■ Dataset content
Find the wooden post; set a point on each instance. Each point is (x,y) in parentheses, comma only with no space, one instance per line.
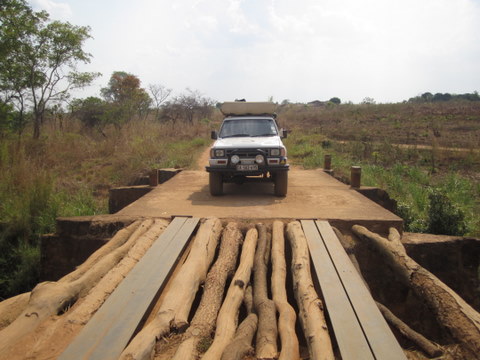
(355,176)
(327,164)
(153,177)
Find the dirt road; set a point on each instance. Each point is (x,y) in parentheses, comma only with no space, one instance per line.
(311,194)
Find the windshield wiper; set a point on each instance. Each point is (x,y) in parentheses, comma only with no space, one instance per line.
(236,135)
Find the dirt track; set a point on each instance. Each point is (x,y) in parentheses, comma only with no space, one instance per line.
(311,194)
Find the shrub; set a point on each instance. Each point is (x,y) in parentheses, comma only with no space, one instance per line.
(444,217)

■ Set exercise
Copy all the rows above again, requests included, and add 8 to each x and y coordinate in the answer points. Leave the picture out.

■ Exercise result
Find the wooden post; set a point on each instance. Each point is (x,y) in parentheses, comma only with no space, one instance per line.
(363,184)
(335,172)
(161,185)
Find the dirt road; set a point on each instance. Each point is (x,y) in parentheses, comma only with no space, one instance per line.
(319,202)
Find the windshield wiper; set a point on each instance. Each point is (x,y) in parentheses, comma only with no space, one instance per line.
(244,143)
Find the dirt track; set a point on each instance. Each point is (x,y) in parentheses, comma only with no space, one instance per line.
(319,202)
Find the shrub; set a point on each instance. Each point is (x,y) in parentheses, comma only with no space, one instance per line.
(452,225)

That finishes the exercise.